● 本文
····················

【まとめ】 脂質の薬を飲むかどうか、決めるのはあなた自身
スタチンは心臓病と脳梗塞の予防に効果があります。一方で、日本人では予防の効率はそこまで高くはありません。検診で高脂血症を指摘されても、あわてる必要はありません。スタチンについて書き手の考えを紹介します。

ポイント
- スタチンには効果がある
- 専門医で始まった場合、継続するほうが得
- 高脂血症だけの場合、薬を飲むべきかどうか、専門家でも意見が分かれる
スタチン
スタチンは 1972年 に遠藤博士が発見した。 1987年に発売され、全世界で30年以上に渡って使用されている。 その効果と安全性は確立されている。
スタチンと再発予防
スタチンは脳梗塞と心臓病の再発を予防する。 スタチンによって得られる恩恵はとても大きい。入院中に薬が始まった場合、退院後も継続する方が良い。
スタチンと脳出血
スタチンは脳梗塞と心臓病を減少させるが、脳出血は増加させる。スタチンを飲み始めるときは、血圧を十分にコントロールする必要がある。脂質よりも、血圧の管理が先になる。
LDLコレステロール の目標値
心臓病の再発予防では、 LDLコレステロール の 目標値 は 70未満 になる。しかし、専門医が診療しても、到達できるのは 6割 程度 に過ぎない。
70以上 であったとしても、スタチンの恩恵は受けられる。現在服用している人は、安心して続けてほしい。
日本人とスタチン
スタチンは欧米では奇跡の薬になる。しかし、日本人だと初発の病気の予防効果はそこまで高くない。
120人 が 6年間 飲んで、ようやく心臓病とその治療を 1件 抑えられる程度 である。
貴方が幸運な一人になるか、それは誰にも分からない。ただ可能性があれば、医者は勧めたいと考える。
動脈硬化のリスク因子
糖尿病は脳梗塞と心臓病のリスクを 1.6倍 にする。
慢性腎臓病は 1.9倍 上昇させる。
そうした人は、スタチンの恩恵は大きくなる。
喫煙者もそうであるが、できればまず禁煙を頑張ってみてほしい。
健診と高脂血症
健診で高脂血症を指摘されても、慌てる必要はない。女性は特にそうといえる。
健康ならば、LDLコレステロール は高いほうが長生きになる。納得できるまで調べる時間はある。

····················

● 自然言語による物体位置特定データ
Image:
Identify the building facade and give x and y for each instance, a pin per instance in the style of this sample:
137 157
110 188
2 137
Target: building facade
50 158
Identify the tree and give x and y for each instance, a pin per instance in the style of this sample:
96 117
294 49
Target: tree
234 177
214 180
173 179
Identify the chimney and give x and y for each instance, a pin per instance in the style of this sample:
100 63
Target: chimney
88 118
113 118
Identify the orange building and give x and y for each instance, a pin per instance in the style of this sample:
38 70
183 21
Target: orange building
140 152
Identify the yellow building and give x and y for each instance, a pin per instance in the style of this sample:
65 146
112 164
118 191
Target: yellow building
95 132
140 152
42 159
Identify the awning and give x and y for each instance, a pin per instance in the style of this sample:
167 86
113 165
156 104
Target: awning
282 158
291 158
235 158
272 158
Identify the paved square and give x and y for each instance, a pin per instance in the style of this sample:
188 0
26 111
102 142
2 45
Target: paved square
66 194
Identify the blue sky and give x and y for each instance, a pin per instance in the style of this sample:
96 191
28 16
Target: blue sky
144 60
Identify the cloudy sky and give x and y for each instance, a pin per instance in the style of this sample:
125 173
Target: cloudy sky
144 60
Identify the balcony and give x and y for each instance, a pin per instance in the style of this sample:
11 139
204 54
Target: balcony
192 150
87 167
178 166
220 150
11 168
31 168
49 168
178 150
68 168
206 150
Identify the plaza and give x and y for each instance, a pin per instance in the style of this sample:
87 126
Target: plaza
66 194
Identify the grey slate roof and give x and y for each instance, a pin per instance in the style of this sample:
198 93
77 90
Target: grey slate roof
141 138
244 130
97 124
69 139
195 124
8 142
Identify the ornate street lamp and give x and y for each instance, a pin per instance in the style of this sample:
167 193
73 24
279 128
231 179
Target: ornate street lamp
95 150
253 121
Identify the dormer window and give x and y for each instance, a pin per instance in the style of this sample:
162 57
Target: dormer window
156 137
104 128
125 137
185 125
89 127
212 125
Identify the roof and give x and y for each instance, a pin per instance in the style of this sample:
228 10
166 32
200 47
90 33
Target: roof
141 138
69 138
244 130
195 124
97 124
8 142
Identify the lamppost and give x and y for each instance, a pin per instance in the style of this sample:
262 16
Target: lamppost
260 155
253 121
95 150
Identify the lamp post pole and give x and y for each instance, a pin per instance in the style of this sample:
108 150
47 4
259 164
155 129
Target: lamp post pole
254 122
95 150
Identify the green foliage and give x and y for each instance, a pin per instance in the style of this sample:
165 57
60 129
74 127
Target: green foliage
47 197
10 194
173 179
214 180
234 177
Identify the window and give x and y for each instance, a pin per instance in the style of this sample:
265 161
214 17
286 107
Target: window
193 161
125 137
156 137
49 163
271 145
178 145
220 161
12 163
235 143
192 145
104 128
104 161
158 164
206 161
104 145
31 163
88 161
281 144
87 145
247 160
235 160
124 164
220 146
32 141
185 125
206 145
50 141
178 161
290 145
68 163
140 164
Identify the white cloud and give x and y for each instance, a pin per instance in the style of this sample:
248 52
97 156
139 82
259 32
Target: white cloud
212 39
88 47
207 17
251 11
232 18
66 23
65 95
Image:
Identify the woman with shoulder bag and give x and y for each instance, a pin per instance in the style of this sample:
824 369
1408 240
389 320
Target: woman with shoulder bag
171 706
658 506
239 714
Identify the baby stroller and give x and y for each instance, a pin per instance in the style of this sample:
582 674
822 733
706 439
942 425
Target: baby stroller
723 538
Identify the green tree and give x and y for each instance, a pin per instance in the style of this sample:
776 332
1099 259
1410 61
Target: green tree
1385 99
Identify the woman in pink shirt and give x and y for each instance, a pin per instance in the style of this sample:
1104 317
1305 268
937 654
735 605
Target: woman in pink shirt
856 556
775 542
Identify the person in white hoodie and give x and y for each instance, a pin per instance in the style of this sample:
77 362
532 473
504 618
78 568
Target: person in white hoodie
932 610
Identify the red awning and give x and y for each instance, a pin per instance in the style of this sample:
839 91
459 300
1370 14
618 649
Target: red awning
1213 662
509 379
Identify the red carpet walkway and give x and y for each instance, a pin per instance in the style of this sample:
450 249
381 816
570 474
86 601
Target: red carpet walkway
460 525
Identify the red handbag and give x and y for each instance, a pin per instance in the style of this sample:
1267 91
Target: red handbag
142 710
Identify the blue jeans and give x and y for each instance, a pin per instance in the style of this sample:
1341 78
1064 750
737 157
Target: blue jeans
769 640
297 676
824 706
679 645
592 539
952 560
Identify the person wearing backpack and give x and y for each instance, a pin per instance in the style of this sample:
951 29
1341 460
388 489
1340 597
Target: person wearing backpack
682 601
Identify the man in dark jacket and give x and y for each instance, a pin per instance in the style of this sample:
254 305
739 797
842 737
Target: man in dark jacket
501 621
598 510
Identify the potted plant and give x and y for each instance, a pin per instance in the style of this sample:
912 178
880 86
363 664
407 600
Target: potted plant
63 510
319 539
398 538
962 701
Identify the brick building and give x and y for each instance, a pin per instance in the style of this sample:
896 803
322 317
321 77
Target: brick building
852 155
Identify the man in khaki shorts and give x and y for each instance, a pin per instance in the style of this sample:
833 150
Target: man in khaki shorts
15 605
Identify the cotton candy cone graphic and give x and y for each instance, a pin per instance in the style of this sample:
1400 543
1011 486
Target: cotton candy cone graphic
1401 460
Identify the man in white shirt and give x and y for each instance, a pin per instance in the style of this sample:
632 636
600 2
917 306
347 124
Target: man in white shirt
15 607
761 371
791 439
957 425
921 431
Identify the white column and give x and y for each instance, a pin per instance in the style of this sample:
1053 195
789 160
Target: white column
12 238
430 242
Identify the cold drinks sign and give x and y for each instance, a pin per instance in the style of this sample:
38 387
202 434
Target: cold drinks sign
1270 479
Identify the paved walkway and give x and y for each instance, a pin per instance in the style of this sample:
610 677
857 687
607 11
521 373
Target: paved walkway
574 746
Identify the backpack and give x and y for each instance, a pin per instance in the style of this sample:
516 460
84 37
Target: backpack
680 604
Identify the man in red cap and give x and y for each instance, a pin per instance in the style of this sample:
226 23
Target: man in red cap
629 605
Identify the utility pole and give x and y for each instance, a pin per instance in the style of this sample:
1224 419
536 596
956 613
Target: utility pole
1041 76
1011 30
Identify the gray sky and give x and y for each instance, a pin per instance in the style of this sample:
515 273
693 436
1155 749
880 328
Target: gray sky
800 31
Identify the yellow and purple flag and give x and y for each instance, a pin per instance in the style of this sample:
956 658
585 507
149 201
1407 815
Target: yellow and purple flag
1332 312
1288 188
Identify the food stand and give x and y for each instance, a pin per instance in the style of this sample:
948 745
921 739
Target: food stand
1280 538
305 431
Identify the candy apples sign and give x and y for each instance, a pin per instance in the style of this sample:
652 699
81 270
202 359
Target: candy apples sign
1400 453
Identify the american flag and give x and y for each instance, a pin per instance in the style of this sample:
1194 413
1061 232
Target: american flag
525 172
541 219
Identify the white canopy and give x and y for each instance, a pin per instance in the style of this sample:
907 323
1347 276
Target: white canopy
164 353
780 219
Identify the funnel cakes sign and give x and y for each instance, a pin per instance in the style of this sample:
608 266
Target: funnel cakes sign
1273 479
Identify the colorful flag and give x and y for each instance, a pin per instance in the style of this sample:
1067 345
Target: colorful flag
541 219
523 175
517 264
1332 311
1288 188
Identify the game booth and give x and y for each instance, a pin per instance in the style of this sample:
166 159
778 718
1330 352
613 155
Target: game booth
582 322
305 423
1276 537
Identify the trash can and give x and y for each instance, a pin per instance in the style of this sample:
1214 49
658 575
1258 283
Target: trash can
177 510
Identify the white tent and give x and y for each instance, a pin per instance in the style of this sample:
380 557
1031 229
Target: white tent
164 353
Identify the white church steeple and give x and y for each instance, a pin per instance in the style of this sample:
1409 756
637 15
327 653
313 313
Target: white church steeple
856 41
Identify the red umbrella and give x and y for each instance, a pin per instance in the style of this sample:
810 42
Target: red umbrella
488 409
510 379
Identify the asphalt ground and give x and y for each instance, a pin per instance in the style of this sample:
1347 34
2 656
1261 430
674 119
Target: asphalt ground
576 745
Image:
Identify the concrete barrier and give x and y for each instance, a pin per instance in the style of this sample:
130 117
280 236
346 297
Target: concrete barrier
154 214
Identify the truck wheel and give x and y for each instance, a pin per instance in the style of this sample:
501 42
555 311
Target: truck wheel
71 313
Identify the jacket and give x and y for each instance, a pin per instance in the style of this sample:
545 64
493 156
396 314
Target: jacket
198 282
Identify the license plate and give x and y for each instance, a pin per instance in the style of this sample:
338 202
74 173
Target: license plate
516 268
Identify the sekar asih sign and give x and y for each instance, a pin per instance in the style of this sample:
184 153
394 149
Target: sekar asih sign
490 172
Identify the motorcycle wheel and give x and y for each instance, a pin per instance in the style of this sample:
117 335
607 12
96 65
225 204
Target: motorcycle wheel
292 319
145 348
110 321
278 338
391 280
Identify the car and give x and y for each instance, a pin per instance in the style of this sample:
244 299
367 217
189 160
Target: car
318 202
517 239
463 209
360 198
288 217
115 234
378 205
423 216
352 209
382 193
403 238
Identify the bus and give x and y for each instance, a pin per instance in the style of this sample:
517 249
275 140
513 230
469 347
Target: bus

····················

● 設問
1. スタチンについての本文から、「スタチンは脳梗塞と心臓病の再発を予防する。」という一文を英語に訳しなさい。
2. スタチンについての本文によると、糖尿病は脳梗塞と心臓病のリスクを何倍にするか。

● 解答
1. Statins prevent the recurrence of cerebral infarction and heart disease.

2. 糖尿病は脳梗塞と心臓病のリスクを1.6倍にする。